Lesetext:
Bis vor Kurzem war mir nicht bewusst, dass auch der stressige Einkauf abends um 18 Uhr eine Wohltat sein kann. Und zwar für meine Ohren. Ein gehetztes «Usem Wäg, ech muess no Möuch choufe» oder ein genervtes «S’nögscht Mol duä ech au föredränglä a de Kassä, du Dubel», ist Balsam für meine Seele.
Ich stehe an der Kasse, und bevor ich meinen Lozärner Lebkuchen einscanne, schliesse ich nochmals die Augen und höre genau hin. «Chögelipastetli», «Sennemutschli» und «rüüdigi Fasnacht». Er ist überall. Ich liebe es. Endlich, nach all den Jahren im wilden Osten der Schweiz, sprechen alle wieder denselben Dialekt wie ich: Lozärnerdütsch. Das war jetzt mehr als zehn Jahre lang nicht mehr der Fall. Zehn Jahre lang war ich ein sprachlicher Sonderling.
Unfreiwilliger Schweizerdeutschkurs
Vor ungefähr acht Jahren. Zum Abschied von einem Arbeitgeber in Winterthur bekomme ich von den Redaktionskollegen das Dialektbuch: «Schweizerdeutsch für Anfänger» geschenkt. Bei der Übergabe des Präsents kichern sie leise vor sich hin. Dabei hatten die meisten selbst starke Dialektprägungen: Einige sprachen mit einer «Zürischnurre», andere waren Schaffhauser und ein paar «Thurgauer» waren auch noch dabei.
Doch egal, wie unterschiedlich ihre eigenen Dialekte waren, in einem Punkt hielten sie zusammen: «EN Frau» gäbe es nicht auf Mundart. Es hiesse gefälligst: «E Frau». Egal, in welchem Dialekt. Denn «EN» steht in der Nordostschweiz für das Hochdeutsche «DER», ist also männlich. Und eine Frau kann ja nicht männlich sein – so die Logik meiner damaligen Winterthurer Arbeitsgspändli. Mit der heutigen Genderdebatte hätte die Diskussion vielleicht noch anders ausgesehen, aber damals, vor ungefähr acht Jahren, war man sich einig: Jemand, der aus einem Kanton stammt, wo man «EN Frau» auf Mundart sagt, gehört sprachlich umerzogen. Und zwar subito.

Was zu tun ist:
A. Welches Buch bekommt die erzählende Person im Text über den Luzerner Dialekt zum Abschied von den Redaktionskollegen in Winterthur geschenkt?
B. Führe den Text über den Luzerner Dialekt nach seinem letzten Satz weiter.

Zeigedatensätze:
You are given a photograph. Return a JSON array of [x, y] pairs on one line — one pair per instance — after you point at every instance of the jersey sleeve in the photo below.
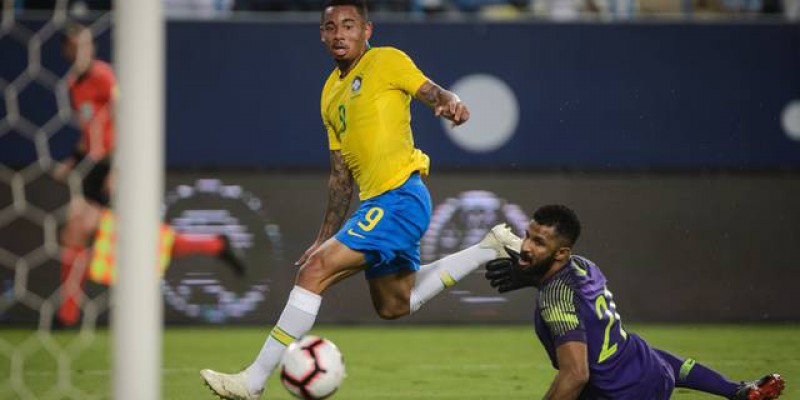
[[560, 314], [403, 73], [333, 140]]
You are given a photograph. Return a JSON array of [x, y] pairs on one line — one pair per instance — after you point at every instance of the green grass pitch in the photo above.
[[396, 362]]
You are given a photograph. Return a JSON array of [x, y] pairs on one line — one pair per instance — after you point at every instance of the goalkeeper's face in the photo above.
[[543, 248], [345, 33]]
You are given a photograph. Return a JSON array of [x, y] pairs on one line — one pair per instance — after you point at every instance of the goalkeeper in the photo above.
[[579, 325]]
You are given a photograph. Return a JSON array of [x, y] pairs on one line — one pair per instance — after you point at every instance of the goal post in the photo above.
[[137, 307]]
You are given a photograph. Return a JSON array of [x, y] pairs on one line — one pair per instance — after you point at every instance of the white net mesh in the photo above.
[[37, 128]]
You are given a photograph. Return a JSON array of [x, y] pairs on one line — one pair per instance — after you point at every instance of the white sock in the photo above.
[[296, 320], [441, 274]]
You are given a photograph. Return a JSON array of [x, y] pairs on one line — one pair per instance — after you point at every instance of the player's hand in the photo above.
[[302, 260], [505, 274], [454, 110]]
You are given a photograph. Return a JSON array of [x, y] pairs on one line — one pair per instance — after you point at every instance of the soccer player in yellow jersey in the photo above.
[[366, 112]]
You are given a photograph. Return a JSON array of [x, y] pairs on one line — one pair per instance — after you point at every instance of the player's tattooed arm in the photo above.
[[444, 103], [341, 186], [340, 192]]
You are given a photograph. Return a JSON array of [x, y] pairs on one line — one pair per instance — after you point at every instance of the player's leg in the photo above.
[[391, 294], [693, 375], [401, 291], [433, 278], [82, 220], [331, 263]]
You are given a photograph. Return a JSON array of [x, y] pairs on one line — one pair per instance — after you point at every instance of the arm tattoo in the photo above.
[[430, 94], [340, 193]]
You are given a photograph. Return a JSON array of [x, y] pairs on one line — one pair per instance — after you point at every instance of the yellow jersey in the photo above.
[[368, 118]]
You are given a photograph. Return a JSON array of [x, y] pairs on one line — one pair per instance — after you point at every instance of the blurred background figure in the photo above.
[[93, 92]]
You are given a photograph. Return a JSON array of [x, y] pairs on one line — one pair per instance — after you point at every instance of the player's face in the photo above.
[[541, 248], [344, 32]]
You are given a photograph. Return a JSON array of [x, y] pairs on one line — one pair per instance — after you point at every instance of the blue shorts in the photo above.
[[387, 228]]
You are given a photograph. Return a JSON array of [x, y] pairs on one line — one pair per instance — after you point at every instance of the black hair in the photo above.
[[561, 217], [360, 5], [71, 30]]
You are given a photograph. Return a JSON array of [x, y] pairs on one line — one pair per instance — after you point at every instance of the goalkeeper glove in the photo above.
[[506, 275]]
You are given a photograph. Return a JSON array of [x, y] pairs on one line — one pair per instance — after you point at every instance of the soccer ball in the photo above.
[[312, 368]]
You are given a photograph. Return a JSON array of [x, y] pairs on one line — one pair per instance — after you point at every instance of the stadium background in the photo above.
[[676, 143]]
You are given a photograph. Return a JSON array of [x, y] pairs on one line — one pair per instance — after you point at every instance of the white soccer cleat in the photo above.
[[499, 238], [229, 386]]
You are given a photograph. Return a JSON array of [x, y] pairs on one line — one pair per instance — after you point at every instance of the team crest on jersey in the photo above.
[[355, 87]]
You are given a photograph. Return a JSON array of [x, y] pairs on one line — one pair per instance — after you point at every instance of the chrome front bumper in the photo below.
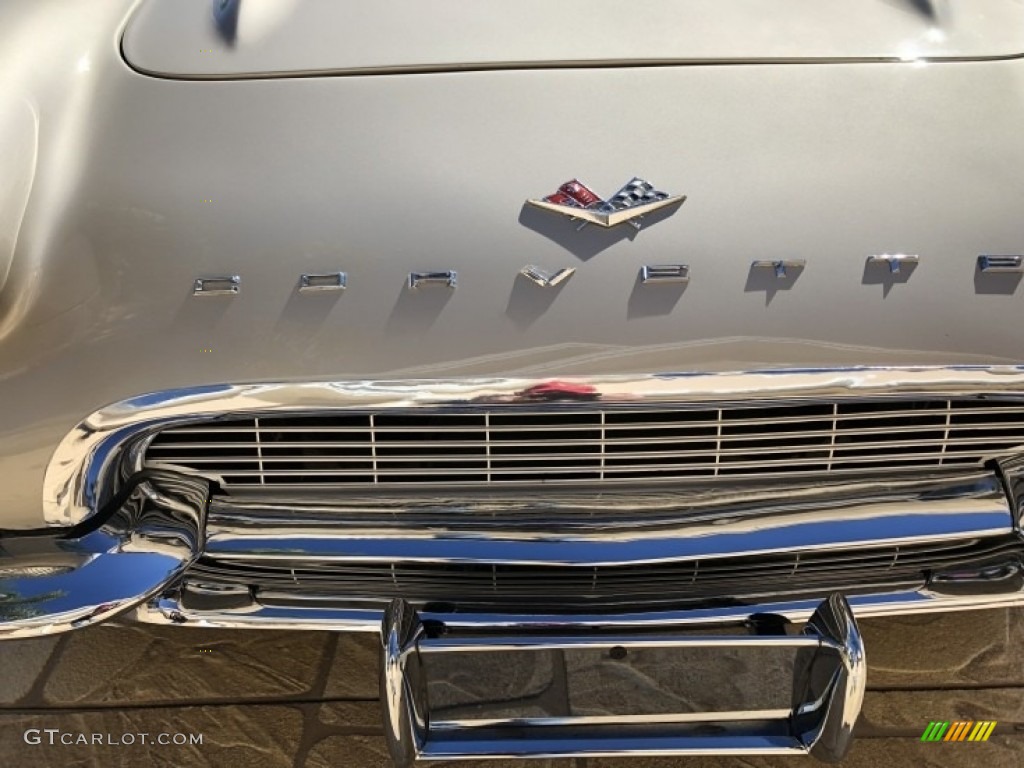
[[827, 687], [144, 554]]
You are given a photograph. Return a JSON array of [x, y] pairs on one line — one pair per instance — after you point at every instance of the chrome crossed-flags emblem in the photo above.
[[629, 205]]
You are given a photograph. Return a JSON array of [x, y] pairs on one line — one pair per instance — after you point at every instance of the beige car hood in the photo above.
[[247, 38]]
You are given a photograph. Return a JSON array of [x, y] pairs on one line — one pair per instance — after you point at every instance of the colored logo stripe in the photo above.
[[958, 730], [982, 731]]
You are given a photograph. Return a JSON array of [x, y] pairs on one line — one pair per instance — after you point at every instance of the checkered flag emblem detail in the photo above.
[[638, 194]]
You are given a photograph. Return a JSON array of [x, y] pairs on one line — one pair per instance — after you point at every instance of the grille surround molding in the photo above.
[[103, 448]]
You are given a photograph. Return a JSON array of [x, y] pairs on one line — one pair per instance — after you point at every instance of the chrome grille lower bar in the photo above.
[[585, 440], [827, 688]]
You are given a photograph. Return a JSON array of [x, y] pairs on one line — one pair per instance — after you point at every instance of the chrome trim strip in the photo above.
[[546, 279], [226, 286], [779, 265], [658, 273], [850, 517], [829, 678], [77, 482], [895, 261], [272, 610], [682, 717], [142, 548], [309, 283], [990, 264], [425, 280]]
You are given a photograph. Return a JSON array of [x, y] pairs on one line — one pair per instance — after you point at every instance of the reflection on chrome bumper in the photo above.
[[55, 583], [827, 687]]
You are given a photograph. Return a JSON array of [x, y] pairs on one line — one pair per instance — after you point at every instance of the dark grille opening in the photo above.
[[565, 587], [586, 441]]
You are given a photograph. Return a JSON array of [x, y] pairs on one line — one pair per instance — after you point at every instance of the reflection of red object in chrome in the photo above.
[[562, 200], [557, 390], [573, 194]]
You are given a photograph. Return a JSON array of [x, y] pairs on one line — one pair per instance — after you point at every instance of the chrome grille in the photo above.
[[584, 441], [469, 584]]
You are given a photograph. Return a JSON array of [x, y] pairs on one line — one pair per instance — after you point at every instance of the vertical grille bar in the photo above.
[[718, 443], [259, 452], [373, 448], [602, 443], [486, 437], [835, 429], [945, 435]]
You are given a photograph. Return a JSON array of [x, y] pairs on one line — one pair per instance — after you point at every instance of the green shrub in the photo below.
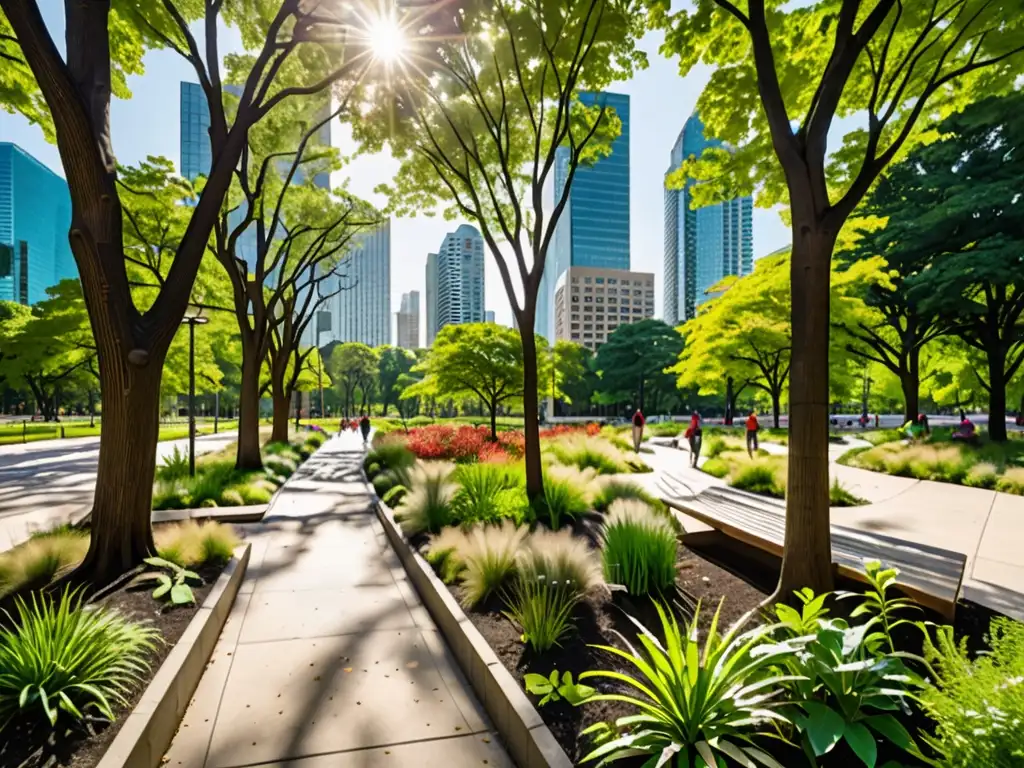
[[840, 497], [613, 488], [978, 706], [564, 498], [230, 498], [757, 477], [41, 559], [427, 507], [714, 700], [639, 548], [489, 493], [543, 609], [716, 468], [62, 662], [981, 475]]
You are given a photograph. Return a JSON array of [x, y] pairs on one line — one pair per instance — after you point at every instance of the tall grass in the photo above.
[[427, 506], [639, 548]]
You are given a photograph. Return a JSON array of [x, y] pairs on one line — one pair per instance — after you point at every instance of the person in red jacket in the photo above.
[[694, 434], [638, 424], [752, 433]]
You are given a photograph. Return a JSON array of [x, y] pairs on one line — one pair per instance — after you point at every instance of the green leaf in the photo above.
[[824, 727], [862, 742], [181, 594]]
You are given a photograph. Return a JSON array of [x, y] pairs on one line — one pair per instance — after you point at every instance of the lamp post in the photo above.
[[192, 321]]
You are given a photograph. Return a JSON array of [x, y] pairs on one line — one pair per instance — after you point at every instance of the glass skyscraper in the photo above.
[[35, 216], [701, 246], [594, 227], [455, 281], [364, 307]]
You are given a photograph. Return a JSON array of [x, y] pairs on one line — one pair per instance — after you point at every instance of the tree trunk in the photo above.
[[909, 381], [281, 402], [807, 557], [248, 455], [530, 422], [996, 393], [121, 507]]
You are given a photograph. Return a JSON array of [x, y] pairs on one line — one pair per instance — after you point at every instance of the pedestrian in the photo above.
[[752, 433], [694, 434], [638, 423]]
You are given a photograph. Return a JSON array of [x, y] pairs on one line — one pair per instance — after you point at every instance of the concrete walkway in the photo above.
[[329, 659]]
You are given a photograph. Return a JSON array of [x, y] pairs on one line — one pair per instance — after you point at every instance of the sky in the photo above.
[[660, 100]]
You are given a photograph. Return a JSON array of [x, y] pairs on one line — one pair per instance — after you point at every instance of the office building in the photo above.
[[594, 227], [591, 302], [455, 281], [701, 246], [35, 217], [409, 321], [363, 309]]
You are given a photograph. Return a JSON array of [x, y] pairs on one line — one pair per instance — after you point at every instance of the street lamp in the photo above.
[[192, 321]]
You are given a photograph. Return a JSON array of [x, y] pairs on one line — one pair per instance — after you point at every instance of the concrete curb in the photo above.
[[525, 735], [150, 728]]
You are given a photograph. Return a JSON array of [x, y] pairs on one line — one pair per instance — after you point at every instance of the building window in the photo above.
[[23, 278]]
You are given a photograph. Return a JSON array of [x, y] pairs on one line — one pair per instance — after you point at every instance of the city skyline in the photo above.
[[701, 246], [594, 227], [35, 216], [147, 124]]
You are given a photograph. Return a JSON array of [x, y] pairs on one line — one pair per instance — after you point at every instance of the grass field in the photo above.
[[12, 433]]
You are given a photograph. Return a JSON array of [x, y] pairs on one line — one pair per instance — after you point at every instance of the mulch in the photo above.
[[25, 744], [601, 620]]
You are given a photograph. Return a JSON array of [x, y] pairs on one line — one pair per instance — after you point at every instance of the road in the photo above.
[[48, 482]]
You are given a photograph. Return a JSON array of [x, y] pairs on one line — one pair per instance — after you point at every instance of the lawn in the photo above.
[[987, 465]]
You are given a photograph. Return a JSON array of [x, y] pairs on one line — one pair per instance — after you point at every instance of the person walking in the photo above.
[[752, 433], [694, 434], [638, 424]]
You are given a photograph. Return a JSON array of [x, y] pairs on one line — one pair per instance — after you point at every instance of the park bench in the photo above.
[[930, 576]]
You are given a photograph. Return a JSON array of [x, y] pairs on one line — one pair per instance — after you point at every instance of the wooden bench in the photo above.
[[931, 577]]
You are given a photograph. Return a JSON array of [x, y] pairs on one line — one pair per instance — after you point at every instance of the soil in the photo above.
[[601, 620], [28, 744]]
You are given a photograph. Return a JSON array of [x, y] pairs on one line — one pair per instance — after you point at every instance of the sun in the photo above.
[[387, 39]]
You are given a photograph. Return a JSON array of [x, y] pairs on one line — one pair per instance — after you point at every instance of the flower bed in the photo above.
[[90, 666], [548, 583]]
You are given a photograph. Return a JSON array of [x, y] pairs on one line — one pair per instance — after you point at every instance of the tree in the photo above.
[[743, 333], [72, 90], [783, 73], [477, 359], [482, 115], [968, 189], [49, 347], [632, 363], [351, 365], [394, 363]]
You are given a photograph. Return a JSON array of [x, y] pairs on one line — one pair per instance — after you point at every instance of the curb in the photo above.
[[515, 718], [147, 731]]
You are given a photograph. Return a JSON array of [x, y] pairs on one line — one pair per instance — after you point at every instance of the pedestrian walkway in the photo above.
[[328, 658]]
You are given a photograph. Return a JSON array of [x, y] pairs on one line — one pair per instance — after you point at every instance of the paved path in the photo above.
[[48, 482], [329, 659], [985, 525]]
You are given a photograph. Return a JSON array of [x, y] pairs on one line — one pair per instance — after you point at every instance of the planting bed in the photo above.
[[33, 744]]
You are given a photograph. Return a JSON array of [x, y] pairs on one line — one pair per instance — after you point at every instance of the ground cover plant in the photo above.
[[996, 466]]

Endergebnisse:
A. Das Dialektbuch «Schweizerdeutsch für Anfänger».

B.
Mir war damals überhaupt nicht bewusst, dass man auf Mundart sprachliche Fehler machen kann. Und dass «EN Frau», «EN Ständerlampe» oder «EN Prinzässin» den feinen Ohren der Sprösslinge einiger Schweizer Kantone nicht bekömmlich war. Mit dem besten Gewissen, die Luzernerin nun mit einer «korrigierten» Schweizerdeutschen Grammatik weiterziehen zu lassen, schenkten sie mir also dieses Dialektwörterbuch. Niemand konnte wissen, dass dort, wo es mich als Nächstes hinzog, der Kantönligeist und Dialektstolz noch viel «verreckter» war.
Flucht in den fernen Osten
«Hopp Sangalä, innä mit äm Ballä!» – Wer die St. Galler nachäfft, macht sich keine Freunde. Die St. Galler haben zwar einen verschmitzten Humor – bei ihrem Dialekt hört dieser jedoch auf.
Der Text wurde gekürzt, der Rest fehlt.